• Exercise objective
Locate each line of the data that contains the word "statue" and copy those lines out. Case counts.

• Material provided

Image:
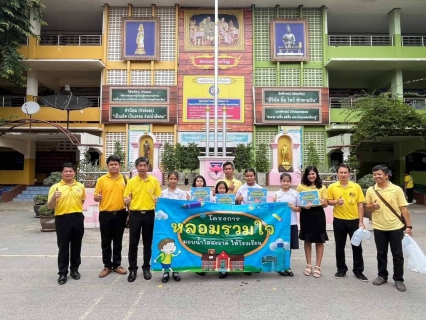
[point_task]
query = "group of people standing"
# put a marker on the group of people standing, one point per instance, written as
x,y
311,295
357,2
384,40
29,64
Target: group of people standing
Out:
x,y
132,203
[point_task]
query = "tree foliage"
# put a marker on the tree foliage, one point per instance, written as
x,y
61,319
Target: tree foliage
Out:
x,y
262,161
312,157
380,115
15,27
243,156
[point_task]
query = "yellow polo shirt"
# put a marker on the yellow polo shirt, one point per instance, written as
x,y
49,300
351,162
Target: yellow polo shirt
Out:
x,y
321,192
112,191
351,195
72,197
384,219
143,192
237,184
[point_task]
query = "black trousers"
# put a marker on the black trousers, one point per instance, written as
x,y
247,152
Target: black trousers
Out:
x,y
69,234
393,238
140,220
343,228
112,225
409,192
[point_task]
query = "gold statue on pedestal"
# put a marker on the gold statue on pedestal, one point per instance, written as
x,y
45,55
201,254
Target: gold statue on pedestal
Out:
x,y
140,40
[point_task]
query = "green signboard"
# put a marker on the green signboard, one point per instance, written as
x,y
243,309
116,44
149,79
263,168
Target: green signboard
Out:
x,y
128,113
139,95
276,96
300,115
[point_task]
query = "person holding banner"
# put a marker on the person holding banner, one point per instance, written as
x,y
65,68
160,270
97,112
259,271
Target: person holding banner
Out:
x,y
347,200
173,192
141,194
112,215
286,194
312,220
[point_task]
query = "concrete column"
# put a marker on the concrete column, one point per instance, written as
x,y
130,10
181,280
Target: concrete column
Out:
x,y
397,84
32,85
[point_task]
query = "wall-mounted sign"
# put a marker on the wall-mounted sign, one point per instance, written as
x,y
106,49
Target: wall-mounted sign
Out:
x,y
291,96
206,61
299,115
139,95
139,114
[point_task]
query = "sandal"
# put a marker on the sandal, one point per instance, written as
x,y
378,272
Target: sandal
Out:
x,y
176,276
308,270
166,277
317,272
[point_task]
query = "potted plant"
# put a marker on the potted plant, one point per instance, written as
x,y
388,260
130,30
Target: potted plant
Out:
x,y
39,200
262,163
47,218
243,159
365,182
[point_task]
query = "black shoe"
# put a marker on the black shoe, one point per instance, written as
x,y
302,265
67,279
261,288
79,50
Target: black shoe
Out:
x,y
165,278
146,274
62,280
132,276
361,277
176,276
75,275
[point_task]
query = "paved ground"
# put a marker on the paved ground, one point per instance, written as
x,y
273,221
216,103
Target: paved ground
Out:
x,y
28,287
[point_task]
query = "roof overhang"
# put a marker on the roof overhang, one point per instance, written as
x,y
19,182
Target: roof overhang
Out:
x,y
64,64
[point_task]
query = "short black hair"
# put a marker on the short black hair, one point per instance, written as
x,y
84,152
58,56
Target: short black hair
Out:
x,y
382,167
141,159
342,165
113,158
68,165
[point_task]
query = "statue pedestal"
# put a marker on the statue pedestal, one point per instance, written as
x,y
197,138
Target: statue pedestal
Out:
x,y
211,168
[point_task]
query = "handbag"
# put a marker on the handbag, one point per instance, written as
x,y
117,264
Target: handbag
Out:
x,y
400,217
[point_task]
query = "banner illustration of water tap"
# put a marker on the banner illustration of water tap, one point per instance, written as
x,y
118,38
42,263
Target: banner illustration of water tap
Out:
x,y
211,237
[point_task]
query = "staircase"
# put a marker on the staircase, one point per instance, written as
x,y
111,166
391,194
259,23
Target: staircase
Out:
x,y
28,194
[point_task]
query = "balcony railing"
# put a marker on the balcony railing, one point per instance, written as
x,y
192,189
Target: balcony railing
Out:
x,y
18,101
360,40
70,40
413,41
347,102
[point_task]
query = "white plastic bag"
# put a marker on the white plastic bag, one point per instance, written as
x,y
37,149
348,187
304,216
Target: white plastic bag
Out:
x,y
416,258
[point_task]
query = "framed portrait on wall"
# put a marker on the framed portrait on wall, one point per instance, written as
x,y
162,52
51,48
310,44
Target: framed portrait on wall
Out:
x,y
289,40
199,26
140,38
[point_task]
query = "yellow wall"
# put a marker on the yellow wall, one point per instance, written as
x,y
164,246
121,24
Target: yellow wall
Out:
x,y
25,176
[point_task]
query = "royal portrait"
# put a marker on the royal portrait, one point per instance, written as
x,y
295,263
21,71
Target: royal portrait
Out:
x,y
140,38
200,30
289,40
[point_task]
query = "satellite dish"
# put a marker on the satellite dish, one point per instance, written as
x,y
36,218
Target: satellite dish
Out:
x,y
30,107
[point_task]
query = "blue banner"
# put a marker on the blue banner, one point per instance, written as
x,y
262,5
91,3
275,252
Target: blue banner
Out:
x,y
211,237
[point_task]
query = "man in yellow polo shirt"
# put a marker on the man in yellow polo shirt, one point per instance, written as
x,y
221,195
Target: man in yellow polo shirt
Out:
x,y
112,215
232,183
141,195
348,213
67,198
387,225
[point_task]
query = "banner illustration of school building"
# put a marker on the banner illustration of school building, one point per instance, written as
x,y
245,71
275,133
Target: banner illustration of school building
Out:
x,y
221,237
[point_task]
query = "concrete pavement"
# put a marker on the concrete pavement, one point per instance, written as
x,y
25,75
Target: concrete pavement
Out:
x,y
28,287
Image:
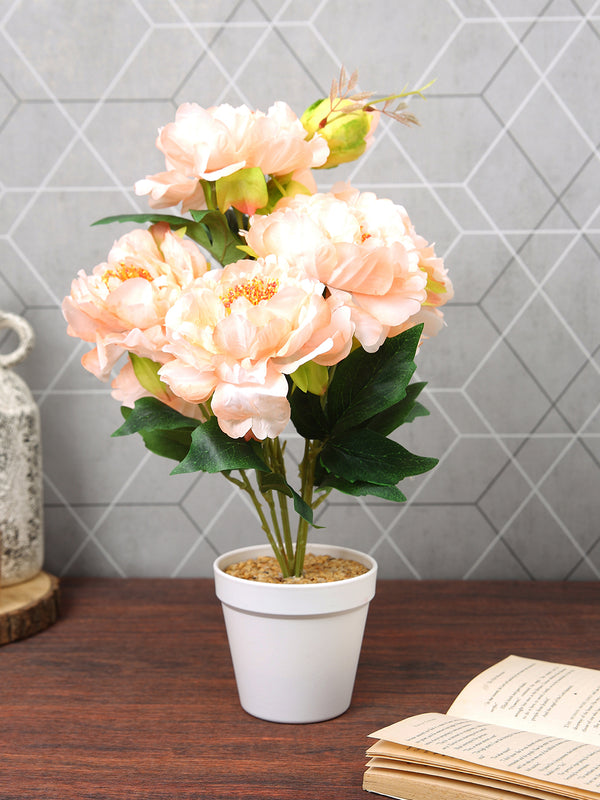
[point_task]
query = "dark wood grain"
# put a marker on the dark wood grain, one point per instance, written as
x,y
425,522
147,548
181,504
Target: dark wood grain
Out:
x,y
131,693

• Written answer
query = "gold statue on pedestal"
# put a marker on the gold statue on pedestal, one point per instance, written as
Target: gold statue on pedestal
query = "statue pedestal"
# put a marker on the statue pedestal, one point per instance, written as
Target: statue pedestal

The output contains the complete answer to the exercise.